→ TASK DIRECTIONS:
Rewrite everything from the line containing "like [(198, 840)]." down to the line containing "[(704, 263)]", both included and requests kept, scaling every point coordinate in the answers by 0.65 and rounding to whole numbers with halves going up. Leave the numbers in the requests and their format samples unchanged, and give only these lines.

→ SUPPLIED DATA:
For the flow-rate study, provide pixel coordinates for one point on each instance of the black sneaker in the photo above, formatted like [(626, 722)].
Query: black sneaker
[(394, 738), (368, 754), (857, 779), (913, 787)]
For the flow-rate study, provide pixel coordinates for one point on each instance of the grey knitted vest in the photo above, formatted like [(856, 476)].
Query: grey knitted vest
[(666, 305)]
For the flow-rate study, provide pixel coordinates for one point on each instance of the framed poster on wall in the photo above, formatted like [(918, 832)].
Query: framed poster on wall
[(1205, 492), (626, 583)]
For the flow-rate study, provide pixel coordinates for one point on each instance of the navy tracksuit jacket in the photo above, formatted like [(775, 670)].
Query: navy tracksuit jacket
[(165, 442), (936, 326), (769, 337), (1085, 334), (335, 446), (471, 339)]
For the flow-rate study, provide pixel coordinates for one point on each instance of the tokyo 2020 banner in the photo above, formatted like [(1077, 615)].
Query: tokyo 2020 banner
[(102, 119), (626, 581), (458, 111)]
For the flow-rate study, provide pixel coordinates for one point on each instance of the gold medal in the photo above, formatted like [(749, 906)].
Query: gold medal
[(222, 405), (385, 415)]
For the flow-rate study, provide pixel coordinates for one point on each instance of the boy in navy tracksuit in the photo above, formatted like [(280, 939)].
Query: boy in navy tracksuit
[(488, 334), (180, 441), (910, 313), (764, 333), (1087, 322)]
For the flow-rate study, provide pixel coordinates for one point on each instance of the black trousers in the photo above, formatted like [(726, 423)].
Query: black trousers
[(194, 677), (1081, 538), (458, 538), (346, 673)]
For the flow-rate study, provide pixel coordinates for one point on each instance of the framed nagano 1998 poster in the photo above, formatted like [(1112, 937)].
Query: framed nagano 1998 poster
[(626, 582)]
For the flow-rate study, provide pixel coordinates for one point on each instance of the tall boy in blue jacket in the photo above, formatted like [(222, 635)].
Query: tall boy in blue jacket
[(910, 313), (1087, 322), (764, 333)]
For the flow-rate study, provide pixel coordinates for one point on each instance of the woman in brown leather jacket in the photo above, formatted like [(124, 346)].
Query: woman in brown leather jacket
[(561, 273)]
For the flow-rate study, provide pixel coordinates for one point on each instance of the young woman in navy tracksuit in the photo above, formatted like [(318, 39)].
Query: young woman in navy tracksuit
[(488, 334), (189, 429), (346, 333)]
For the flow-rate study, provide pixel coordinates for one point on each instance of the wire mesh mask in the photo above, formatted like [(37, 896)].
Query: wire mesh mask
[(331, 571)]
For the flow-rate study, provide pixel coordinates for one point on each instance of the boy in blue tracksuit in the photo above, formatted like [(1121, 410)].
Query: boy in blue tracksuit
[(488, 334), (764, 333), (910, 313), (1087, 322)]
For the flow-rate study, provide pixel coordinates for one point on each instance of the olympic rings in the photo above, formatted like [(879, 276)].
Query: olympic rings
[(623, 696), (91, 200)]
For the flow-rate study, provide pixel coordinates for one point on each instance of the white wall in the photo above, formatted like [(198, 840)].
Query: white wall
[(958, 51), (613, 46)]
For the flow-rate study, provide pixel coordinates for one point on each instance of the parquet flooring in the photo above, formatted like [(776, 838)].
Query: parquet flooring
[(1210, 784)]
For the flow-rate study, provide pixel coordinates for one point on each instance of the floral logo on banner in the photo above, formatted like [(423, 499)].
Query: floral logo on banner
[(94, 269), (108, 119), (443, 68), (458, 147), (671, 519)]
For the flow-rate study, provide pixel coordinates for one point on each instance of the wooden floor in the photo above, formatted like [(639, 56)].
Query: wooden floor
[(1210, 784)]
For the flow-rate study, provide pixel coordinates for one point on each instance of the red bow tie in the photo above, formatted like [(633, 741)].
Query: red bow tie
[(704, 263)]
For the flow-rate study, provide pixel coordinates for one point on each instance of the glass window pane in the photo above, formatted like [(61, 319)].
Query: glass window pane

→ SOLUTION TO THE EXERCISE:
For the flow-rate study, provide pixel coordinates for one point on each instance of the white wall in the photo above, formatted like [(198, 840)].
Query: white wall
[(623, 33), (398, 30)]
For the flow-rate study, provide pixel coordinates for one point on each instance of the parquet flooring in the photo above, formatted like [(776, 838)].
Query: parquet flooring
[(787, 510)]
For the flow-rate study, provide pixel coordinates for one point on each instance of the floral logo on banner in the photo above, formatted like [(423, 499)].
Query: floral logo on banner
[(61, 175), (70, 77), (288, 44), (298, 96), (436, 337)]
For the flow-rate study, provide pixel coordinates for one point on each instance of the wooden floor in the photo above, formatted like [(639, 56)].
Query: wooden floor
[(787, 510)]
For the flow-rate study, provide pixel coordinates for one point on each instance of the red bow tie in the photo above, formatted like [(633, 741)].
Query: red bow tie
[(458, 171)]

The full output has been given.